====== Given records ======

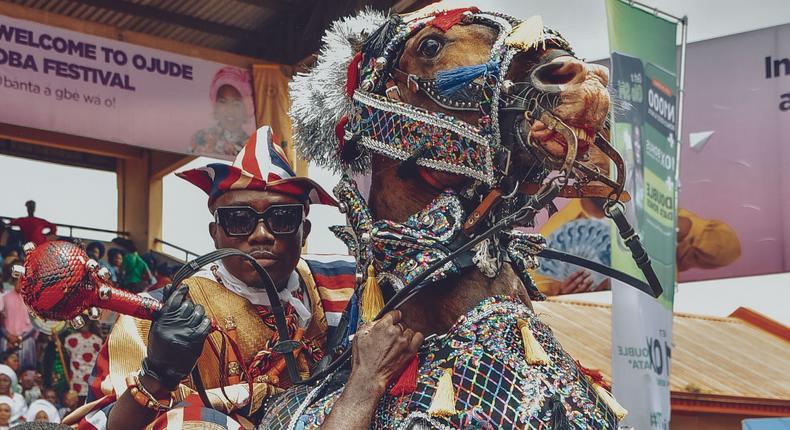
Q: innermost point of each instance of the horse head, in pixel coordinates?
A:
(478, 104)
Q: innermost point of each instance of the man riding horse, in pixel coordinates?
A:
(467, 123)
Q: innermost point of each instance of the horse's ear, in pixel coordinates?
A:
(376, 42)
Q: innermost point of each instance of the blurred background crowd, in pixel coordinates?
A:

======

Aim of the task
Keep the pictures out and repeat exactly the lines from the beginning of the data through the line that contains "Q: innermost point of each instance of the blurred", both ends included.

Result below
Q: innermost point of each instance of the horse head, in pixel coordinates?
A:
(478, 104)
Q: innermost point of each instance of the man riding horse, in pixel coordinates?
A:
(467, 123)
Q: innermost point of each instance of the horse's ear, in pixel coordinates?
A:
(376, 42)
Q: innermost point of each instance of the blurred background crowd, in pixel coordinates?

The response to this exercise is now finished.